● **AVAILABLE RECORDS**
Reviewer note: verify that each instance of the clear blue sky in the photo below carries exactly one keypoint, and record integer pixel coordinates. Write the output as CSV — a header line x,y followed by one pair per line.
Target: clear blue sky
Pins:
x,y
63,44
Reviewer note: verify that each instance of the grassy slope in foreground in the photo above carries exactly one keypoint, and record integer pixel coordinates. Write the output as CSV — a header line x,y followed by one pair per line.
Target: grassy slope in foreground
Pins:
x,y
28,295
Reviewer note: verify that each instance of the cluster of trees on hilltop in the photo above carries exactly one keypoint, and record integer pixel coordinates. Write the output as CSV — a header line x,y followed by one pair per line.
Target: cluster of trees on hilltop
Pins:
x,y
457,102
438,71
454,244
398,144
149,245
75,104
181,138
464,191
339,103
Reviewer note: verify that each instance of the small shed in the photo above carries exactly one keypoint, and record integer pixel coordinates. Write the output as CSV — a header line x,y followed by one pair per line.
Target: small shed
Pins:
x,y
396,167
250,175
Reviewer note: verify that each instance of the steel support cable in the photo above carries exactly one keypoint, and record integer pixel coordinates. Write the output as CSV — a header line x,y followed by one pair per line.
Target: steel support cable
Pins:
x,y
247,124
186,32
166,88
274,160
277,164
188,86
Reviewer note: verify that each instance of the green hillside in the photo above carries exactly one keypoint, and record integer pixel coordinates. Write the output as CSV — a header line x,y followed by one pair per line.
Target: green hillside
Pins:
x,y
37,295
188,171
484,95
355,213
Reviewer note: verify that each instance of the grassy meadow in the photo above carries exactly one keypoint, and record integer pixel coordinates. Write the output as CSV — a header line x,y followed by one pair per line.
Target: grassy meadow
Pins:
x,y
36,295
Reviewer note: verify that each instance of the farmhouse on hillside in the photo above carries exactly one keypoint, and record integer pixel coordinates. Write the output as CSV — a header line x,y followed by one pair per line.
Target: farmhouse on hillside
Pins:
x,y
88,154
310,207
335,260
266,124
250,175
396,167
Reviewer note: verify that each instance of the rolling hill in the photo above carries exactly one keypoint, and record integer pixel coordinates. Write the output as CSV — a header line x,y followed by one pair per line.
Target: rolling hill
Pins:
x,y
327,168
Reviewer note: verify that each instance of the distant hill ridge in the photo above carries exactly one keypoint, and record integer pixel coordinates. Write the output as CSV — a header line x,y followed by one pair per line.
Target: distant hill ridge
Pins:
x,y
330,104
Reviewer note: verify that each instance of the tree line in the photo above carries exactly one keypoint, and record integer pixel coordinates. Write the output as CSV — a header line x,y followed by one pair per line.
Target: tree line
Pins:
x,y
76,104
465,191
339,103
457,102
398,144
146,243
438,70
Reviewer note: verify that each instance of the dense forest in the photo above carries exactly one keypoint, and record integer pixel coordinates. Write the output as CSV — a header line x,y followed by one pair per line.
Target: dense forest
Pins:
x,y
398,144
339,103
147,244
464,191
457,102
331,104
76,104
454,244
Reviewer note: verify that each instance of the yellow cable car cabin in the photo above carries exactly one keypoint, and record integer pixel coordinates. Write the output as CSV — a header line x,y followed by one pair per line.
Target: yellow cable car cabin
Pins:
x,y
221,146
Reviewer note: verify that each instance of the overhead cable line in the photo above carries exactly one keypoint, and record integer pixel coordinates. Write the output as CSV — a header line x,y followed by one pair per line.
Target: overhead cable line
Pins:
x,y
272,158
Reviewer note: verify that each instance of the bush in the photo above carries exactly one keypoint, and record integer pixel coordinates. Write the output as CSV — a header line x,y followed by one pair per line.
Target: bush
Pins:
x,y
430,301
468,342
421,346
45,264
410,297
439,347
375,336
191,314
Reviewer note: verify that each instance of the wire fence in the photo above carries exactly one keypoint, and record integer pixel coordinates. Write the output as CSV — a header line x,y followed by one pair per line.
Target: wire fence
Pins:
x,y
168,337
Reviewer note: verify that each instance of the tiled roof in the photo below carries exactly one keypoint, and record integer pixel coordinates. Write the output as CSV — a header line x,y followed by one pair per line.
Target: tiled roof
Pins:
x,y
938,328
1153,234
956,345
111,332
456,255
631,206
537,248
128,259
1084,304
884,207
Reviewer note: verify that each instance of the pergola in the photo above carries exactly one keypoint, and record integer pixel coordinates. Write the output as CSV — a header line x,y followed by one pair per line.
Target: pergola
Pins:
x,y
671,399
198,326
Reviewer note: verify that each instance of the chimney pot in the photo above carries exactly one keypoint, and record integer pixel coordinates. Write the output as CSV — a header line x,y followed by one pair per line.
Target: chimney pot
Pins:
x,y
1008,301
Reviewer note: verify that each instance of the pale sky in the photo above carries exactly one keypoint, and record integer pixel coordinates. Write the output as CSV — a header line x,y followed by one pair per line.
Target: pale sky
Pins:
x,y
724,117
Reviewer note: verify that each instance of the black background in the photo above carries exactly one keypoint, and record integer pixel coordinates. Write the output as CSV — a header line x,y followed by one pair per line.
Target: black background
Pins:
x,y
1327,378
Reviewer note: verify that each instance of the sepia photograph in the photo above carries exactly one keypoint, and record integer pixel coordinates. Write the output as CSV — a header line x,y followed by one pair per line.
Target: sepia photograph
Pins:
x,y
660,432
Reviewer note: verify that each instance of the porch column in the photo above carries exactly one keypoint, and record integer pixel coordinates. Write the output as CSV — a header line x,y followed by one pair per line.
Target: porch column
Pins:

● **WRITTEN EXERCISE**
Update the data above so that every "Pins" becomes "Points", leaving everything else untouched.

● **REPLY TO THE EXERCISE**
Reviewer note: verify that each instance of the clear blue sky in the photo below carries exactly one keypoint, and record integer pixel coordinates. Write the output as CSV — a header line x,y followed by one pair per line.
Target: clear blue sky
Points:
x,y
63,44
Reviewer note: verify that each instance of the grassy slope in foreground in the photo above carries exactly one keypoint, and record integer pixel coordinates. Write the output as CSV — a header line x,y followed by one pair per line.
Target: grassy slope in foreground
Points:
x,y
28,295
Reviewer note: verify that each instance of the cluster of trees on hilltop in the photo above carries exactly one keypoint, and record integer pixel coordinates. Write the output as CSV — a header line x,y followed by one pair per line.
Target: cluster of trees on hilltop
Points:
x,y
457,102
438,71
454,244
398,144
149,245
75,104
181,138
464,191
339,103
Reviewer note: verify that each instance of the small shed in the photo above carries exactly one keypoint, and record integer pixel coordinates. Write the output as CSV — a header line x,y followed by one pair per line.
Target: small shed
Points:
x,y
396,167
250,175
Reviewer note: verify that each instance of the steel support cable in the photo above carries exactly one keypoint, and record integer pixel coordinates. Write the output as CSV — a header line x,y followed by one pair per line.
Target: steel support cable
Points:
x,y
247,124
186,32
166,88
274,160
277,164
188,86
Reviewer note: verify that each instance of the green hillside in the photo above carries exactly one keypoint, and record integer pixel coordinates. Write the output as CSV — a header line x,y followed by one pair per line.
Target: green hillside
Points:
x,y
37,295
188,171
484,95
355,213
Reviewer note: verify that each instance of the grassy meadow in the photo above carries exactly one keypoint, and record integer pixel coordinates. Write the output as CSV — a header line x,y followed by one pair per line.
Target: grassy meadow
Points:
x,y
36,295
Reviewer note: verify that each instance of the farmhouse on hillside in the photo above carries exactly one keypoint, and record integer pixel coordinates. Write the output as CSV — a header line x,y followed by one pair per line.
Target: farmhouse on hillside
Points:
x,y
88,154
310,207
335,260
266,124
250,175
396,167
Reviewer note: verify that each instance of the rolling hill in the photo above carries exactly one keypoint, and record integer pixel coordinates. Write the output as CSV — a header line x,y followed by one pair per line.
Target: rolling hill
Points:
x,y
327,168
Reviewer note: verify that each instance of the distant hill ridge in the photo above carries exactly one keypoint, and record integer pixel coordinates. Write the output as CSV — a header line x,y followed by one pair per line.
Target: distant hill ridge
Points:
x,y
330,104
Reviewer note: verify that each instance of the tree line in the photo above carries exactly one keypoint, and record integer pixel coordinates. Write the output as CSV — a header line x,y followed by one pair per line.
Target: tree line
Points:
x,y
76,104
465,191
339,103
457,102
398,144
146,243
438,70
Reviewer note: verify that each instance of the dense forest in the photo above carries exactly one keypoint, and record integer pixel coordinates. Write the output as CSV — a header line x,y followed by one pair per line.
Target: dense forest
Points:
x,y
398,144
339,103
147,244
464,191
457,102
331,104
76,104
454,244
Reviewer note: verify that each instance of the yellow cable car cabin in the photo above carries exactly one keypoint, and record integer pixel coordinates. Write the output as CSV — a header line x,y followed by one pair per line.
Target: yellow cable car cabin
Points:
x,y
221,146
Reviewer note: verify that each instance of the overhead cable line in the photo above carries exactly one keypoint, and record integer pixel coordinates. Write the output as CSV — a header line x,y followed by one pair per line.
Target: overhead cable line
Points:
x,y
272,158
Reviewer note: verify that each instance of the bush in the photo above carries exactly one keypoint, and record integer pixel coordinates. Write the output as CSV — a header line x,y followed by one pair per line.
Target: bush
Points:
x,y
430,301
468,342
421,346
45,264
410,297
439,347
375,336
191,314
Reviewer note: verify that each instance of the wire fence in the photo above carries exactly one keypoint, and record integer pixel coordinates. Write the output as CSV — a header line x,y followed by one pair per line.
Target: wire fence
Points:
x,y
168,337
Reviewer note: verify that each instance of the tiled roof in the photo below carries exactly one keypoint, and record integer pixel coordinates. Write the output as CSV — a header line x,y followed by one pair per line.
Target: tiled roof
Points:
x,y
938,328
1153,234
956,345
111,332
456,255
631,206
537,248
128,259
1084,304
884,207
Reviewer note: verify that each instance of the pergola in the photo above carries exactly one keypoint, and record integer pixel coordinates. Write the output as CSV — a header line x,y followed by one pair per line.
Target: pergola
Points:
x,y
671,399
198,326
Reviewer note: verify that each instance of the chimney pot in the photo above carries exactly one keypoint, and record integer pixel coordinates. Write the output as CSV — a header line x,y followed by one pair per line.
Target: chimney pot
Points:
x,y
1008,301
Reviewer note: verify that each instance of the pale sky in the photo above carries exactly one keypoint, and record integer pixel coordinates. Write the output as CSV — a header line x,y followed by one pair per line.
Target: pale sky
Points:
x,y
724,117
Reviewer note: verify that each instance of the black background in the photo above carries exactly one keypoint, and record integer pixel coordinates. Write the output as CSV — a header line x,y followed by one pair per line.
Target: black background
Points:
x,y
1327,378
Reviewer note: verify that each instance of the sepia photograph in the photo above carries exactly one keypoint, and record integer pixel coordinates. Write the output as CSV — a header line x,y followed by one pair per line.
Target: sepia photograph
Points:
x,y
660,432
Reviewer note: verify that each instance of the porch column in the photo above carries exactly one keypoint, and record integer pixel coordinates. Write the output as CSV — a header line x,y followed by one pair per line.
Target: porch column
Points:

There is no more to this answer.